Data shown -

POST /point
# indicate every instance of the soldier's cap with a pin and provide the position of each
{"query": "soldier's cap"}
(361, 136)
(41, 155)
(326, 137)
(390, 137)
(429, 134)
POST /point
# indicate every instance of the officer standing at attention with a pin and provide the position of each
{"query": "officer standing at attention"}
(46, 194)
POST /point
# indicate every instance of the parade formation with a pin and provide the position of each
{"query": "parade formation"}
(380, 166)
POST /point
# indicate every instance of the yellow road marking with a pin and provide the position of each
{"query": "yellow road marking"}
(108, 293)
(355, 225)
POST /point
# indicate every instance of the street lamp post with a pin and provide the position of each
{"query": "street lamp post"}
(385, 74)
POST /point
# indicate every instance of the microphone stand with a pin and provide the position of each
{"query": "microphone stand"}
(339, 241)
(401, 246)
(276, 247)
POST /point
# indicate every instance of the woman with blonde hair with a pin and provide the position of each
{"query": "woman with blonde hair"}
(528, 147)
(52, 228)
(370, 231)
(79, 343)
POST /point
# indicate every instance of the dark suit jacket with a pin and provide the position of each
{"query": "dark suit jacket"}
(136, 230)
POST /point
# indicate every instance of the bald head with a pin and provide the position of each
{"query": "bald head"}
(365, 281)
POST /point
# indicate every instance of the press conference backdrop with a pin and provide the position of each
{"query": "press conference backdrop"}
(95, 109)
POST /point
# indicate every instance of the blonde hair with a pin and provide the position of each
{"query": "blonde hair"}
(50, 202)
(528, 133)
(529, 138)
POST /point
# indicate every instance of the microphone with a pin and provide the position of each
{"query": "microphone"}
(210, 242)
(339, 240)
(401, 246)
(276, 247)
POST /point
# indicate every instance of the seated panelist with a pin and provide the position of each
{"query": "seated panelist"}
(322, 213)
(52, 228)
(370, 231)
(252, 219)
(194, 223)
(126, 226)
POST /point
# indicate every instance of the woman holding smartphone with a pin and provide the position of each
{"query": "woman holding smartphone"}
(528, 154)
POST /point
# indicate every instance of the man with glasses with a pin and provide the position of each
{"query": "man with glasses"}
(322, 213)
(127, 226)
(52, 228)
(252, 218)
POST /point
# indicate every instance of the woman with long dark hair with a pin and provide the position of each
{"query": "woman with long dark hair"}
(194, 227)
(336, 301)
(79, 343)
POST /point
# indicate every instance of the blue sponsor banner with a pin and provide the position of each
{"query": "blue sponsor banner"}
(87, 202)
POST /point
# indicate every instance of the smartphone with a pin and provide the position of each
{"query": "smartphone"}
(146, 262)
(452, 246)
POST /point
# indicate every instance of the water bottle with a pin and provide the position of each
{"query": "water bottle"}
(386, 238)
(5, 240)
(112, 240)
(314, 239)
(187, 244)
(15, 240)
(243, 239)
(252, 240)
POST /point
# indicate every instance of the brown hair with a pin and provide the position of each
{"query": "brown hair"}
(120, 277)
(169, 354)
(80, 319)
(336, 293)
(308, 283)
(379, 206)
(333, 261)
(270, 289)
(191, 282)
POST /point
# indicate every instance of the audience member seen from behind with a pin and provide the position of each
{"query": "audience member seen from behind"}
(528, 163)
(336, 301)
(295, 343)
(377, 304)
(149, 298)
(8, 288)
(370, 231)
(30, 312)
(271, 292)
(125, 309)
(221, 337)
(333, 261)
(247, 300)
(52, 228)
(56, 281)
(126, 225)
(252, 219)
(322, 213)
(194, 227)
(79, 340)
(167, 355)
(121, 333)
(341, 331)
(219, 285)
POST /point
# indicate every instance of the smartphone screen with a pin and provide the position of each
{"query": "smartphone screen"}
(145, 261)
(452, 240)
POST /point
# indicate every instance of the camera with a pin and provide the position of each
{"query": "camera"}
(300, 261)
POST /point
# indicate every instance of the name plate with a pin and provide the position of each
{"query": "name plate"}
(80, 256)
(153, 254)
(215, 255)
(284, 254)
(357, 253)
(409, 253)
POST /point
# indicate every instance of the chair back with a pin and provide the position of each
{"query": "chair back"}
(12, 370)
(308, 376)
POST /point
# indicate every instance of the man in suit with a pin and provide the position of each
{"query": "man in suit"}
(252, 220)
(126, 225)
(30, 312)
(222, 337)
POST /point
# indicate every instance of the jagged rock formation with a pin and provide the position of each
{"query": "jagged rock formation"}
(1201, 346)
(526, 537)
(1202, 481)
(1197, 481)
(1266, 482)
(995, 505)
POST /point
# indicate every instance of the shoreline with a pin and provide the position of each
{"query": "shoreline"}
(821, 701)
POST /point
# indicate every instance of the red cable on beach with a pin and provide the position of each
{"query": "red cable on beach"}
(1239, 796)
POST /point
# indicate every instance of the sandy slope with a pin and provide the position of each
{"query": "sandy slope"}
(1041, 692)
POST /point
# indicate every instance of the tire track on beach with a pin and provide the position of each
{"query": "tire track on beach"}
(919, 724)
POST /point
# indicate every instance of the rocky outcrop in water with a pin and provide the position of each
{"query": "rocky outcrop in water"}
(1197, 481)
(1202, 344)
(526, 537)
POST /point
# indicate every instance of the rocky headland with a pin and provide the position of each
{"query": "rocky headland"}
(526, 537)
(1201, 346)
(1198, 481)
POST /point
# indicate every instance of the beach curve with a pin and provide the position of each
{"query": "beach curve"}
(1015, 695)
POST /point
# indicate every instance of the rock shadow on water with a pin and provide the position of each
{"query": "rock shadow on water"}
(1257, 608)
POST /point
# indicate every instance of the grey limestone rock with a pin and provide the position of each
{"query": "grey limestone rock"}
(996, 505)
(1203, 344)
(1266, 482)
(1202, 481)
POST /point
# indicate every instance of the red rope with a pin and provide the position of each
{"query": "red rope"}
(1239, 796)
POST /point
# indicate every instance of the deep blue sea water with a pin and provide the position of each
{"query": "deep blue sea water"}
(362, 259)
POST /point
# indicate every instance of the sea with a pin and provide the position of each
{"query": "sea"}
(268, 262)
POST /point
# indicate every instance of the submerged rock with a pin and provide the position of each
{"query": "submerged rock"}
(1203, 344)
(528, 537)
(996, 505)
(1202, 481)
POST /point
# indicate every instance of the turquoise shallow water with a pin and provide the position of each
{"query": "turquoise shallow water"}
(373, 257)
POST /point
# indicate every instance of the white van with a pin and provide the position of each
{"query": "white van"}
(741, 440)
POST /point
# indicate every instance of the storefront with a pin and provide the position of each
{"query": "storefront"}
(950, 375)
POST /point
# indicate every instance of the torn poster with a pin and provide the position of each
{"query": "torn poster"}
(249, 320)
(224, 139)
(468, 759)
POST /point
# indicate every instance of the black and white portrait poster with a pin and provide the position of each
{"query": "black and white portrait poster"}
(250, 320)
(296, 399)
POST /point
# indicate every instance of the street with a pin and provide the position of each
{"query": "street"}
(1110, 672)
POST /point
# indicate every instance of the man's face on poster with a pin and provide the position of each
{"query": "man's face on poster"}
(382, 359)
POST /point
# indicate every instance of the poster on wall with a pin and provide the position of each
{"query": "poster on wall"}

Task - Which lines in the entries above contain the string "panelist"? Extract each of those lines in full.

Answer for this exercise -
# indicate every instance of the seated panelist with a pin and provide the position of each
{"query": "seated panelist"}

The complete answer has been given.